■ **Reading passage**
....

News a la carte: an increasingly popular online tool lets consumers control their media diet, receiving headlines and summaries in a single location.
Palser, Barb
Recently one of my Tivo-enhanced friends mused that he has no idea
when his favorite shows air on TV or what networks they're on. He
likes to watch "The Apprentice" on Friday evenings with a
group of friends, and that's all he needs to know.
[ILLUSTRATION OMITTED]
This must be misery for a network executive whose strategy depends
on promotion and scheduling--not to mention the well-known advertising
headaches Tivo has wrought. Put the viewer in control? Outrageous.
Now imagine online news working like that. Instead of visiting one
site at a time and selecting stories from strategically organized
homepages, people could pick the content that interests them with very
little thought about where it was published or what appeared next to it.
Using a technology called RSS, many news Web sites now offer that
option. Depending on whom you ask, RSS stands for Really Simple
Syndication or Rich Site Summary--and it promises to be the next truly
big innovation in electronic publishing. RSS is a method of extruding
information from a Web site and making it available as a feed that can
be viewed in an RSS reader, also known as a news aggregator. Some news
aggregators deliver feeds to your e-mail inbox; others are stand-alone
programs that run on your computer, and others are customizable Web
pages.
In any case, you'll receive a collection of headlines and
summaries from your favorite Web sites in a single, uncluttered,
advertising-free location. If you select a headline, you will be taken
to its Web page and exposed to any ads or other messages on that page;
the advantage of the RSS reader is that you can scan the headlines of
dozens of sites before deciding to go anywhere. It's like reading
TV Guide instead of channel surfing.

....

■ **Entries**
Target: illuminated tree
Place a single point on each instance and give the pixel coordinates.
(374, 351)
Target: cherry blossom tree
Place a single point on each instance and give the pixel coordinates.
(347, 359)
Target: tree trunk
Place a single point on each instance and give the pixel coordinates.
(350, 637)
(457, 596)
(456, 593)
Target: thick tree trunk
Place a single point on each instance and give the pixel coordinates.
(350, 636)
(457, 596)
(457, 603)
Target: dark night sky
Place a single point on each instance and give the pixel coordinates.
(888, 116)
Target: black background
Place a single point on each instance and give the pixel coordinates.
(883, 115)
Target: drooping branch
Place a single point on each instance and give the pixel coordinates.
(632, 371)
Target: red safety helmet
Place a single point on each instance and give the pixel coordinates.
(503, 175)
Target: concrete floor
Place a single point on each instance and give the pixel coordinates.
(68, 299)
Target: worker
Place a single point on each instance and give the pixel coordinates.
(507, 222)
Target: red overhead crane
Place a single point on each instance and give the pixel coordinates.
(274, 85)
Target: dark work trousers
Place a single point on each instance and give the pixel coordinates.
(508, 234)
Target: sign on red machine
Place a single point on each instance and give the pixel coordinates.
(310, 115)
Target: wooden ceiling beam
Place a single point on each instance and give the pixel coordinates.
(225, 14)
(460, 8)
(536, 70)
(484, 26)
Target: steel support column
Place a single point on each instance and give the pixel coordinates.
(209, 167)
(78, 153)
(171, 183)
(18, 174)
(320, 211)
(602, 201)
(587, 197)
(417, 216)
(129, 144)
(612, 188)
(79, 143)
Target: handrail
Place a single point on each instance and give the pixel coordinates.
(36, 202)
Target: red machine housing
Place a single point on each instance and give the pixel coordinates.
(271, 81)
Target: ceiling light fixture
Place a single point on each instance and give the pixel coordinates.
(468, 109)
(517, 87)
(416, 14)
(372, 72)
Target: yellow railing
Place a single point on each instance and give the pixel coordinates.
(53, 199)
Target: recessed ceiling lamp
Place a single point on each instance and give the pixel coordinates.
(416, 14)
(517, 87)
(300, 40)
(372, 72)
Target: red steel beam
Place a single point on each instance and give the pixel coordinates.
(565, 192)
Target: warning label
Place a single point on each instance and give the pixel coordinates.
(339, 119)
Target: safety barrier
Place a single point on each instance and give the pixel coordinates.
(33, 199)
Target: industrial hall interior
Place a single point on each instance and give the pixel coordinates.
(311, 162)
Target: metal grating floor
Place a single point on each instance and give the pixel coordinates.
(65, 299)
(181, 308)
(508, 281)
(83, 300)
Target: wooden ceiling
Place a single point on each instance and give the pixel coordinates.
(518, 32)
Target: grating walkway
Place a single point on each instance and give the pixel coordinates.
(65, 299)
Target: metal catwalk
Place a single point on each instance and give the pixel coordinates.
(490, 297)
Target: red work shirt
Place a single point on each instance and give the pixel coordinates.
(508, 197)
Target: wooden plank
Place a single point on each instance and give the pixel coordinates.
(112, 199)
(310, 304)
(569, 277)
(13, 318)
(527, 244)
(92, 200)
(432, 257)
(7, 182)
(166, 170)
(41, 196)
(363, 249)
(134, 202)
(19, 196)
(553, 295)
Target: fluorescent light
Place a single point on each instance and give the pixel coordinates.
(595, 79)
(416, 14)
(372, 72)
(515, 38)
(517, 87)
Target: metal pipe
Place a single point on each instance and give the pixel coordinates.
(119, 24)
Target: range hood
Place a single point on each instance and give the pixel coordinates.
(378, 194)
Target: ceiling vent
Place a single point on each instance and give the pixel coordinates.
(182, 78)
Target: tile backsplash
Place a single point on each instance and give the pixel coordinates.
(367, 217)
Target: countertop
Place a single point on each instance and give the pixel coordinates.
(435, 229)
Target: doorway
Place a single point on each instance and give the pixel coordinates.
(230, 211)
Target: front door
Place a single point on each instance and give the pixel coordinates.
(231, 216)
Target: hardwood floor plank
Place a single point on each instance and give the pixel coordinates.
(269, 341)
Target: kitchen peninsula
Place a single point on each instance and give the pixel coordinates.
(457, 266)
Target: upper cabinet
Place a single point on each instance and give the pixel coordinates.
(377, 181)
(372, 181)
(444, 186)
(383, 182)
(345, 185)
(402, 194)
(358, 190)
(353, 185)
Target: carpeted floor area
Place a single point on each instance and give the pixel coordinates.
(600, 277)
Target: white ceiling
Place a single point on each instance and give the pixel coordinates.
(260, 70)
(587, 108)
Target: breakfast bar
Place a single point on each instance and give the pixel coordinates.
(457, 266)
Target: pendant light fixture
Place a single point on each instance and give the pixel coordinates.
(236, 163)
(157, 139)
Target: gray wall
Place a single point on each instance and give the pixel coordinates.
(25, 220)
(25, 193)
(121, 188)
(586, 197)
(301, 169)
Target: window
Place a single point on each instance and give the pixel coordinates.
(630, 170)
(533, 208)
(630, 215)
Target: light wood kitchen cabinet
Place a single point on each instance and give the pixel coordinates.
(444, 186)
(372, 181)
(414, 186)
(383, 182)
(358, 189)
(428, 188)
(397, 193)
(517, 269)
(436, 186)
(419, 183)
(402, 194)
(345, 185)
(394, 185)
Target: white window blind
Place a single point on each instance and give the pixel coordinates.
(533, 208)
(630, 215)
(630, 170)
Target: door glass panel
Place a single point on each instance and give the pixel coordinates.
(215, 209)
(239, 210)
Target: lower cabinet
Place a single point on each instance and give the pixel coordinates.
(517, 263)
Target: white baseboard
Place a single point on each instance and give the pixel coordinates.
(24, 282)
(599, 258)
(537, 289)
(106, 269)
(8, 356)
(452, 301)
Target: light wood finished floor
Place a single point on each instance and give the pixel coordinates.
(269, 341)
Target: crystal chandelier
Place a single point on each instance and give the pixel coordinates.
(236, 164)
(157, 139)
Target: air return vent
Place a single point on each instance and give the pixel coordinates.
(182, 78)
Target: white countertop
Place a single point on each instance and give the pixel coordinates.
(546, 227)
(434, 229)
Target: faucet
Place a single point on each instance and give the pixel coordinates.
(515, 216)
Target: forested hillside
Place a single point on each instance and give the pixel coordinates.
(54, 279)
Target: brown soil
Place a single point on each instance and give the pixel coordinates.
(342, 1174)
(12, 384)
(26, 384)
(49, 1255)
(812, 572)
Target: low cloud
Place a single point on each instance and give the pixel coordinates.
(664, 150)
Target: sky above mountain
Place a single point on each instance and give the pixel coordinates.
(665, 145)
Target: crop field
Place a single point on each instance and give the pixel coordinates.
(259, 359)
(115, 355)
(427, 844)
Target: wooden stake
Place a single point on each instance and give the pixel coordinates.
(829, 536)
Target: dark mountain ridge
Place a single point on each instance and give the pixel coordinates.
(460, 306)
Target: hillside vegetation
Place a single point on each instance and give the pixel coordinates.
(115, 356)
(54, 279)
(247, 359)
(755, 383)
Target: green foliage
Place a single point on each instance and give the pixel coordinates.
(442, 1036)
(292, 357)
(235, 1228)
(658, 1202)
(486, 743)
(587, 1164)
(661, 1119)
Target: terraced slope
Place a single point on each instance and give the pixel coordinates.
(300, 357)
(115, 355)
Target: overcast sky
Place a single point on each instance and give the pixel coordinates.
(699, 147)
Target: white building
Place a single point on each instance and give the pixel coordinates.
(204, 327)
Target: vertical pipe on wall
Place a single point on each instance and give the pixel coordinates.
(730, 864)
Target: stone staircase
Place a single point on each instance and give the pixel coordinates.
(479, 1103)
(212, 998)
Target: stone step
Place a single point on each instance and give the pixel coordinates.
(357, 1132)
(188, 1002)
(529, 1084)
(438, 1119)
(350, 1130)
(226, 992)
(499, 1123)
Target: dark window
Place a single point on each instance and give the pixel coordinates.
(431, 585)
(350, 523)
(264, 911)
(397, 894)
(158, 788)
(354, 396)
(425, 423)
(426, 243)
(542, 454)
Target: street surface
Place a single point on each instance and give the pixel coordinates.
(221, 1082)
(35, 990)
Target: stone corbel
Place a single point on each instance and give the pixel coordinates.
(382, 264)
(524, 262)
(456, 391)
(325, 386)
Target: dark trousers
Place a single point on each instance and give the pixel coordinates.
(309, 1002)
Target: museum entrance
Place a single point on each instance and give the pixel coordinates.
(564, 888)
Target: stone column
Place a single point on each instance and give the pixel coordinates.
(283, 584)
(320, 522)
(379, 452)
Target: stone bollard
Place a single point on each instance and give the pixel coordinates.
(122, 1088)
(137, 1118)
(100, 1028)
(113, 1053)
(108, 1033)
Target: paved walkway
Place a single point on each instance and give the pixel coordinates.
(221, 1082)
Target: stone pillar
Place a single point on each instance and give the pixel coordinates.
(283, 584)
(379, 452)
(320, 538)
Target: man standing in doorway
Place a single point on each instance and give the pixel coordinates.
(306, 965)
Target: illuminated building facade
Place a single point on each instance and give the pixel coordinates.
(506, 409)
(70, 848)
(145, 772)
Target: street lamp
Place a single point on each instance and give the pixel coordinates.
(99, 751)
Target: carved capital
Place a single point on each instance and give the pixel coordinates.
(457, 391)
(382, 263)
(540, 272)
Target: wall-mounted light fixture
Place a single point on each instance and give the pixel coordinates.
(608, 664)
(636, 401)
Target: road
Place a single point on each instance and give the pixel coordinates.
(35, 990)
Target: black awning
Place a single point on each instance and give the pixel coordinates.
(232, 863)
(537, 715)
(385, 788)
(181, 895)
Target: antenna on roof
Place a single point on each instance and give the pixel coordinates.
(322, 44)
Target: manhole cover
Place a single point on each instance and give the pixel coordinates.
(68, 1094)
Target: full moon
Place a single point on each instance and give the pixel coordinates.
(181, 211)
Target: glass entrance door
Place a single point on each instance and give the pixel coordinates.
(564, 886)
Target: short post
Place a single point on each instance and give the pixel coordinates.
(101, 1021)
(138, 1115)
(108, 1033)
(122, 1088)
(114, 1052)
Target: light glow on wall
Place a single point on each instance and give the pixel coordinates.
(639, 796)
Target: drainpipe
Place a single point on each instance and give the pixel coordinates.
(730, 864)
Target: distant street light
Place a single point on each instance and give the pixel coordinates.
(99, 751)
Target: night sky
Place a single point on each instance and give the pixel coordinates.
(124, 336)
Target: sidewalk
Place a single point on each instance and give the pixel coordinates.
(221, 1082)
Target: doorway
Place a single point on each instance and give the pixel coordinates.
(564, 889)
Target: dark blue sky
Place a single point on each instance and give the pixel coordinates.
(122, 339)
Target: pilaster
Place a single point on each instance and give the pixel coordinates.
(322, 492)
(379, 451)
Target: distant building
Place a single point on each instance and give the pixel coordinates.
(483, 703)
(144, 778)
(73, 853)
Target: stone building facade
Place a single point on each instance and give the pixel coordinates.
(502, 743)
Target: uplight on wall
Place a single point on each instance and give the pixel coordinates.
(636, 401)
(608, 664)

....

■ **Job 1**
Switch "friends" to "coworkers" and write out the RSS news article from "Palser, Barb" up to and including "needs to know.".
■ **Job 2**
Resume the article about RSS news feeds, continuing on from its last sentence.

■ **Task answer 1**
Palser, Barb
Recently one of my Tivo-enhanced coworkers mused that he has no idea
when his favorite shows air on TV or what networks they're on. He
likes to watch "The Apprentice" on Friday evenings with a
group of coworkers, and that's all he needs to know.

■ **Task answer 2**
The technology has been around for a while but only recently
bubbled into the mainstream. By late December, more than 150 newspapers
in the U.S. offered RSS feeds. At this point, it's a must-have
feature. Most sites signify their feeds with an orange button labeled
either "XML" or "RSS." Large news sites generally
offer several RSS feeds for their content, organized by topic or section
(such as www.nytimes.com/services/xml/rss). Smaller news sites might
offer one XML feed for the entire site.
Technophobes, be brave: RSS is as easy as managing e-mail or
setting up bookmarks. If you're a news junkie who scans several
different sites once or twice a day, this will change your life. To dab
a toe in the water, set up a personal page with my.yahoo.com and use the
"Add Content" link to select from a collection of RSS feeds.
The simple efficiency of RSS should motivate a busy journalist to
try it. It can also help you appreciate, from a user's perspective,
the gradual but very real change in the way people access electronic and
broadcast news, which is being unpackaged, disassembled, clipped and
stripped of context. RSS and Tivo are two examples; news aggregation
sites such as Google News and Yahoo! News were early steps in that
direction. In December, both Yahoo! and blinkx.tv launched video
services that will forage news sites' online video archives. You no
longer need to visit a Web site's homepage to see what is has to
offer: Clicking a headline in an RSS feed is equivalent to typing the
headline's URL into a Web browser. (If you receive an RSS feed from
a site that requires registration or a subscription, you will probably
hit the login page when you click the headline.)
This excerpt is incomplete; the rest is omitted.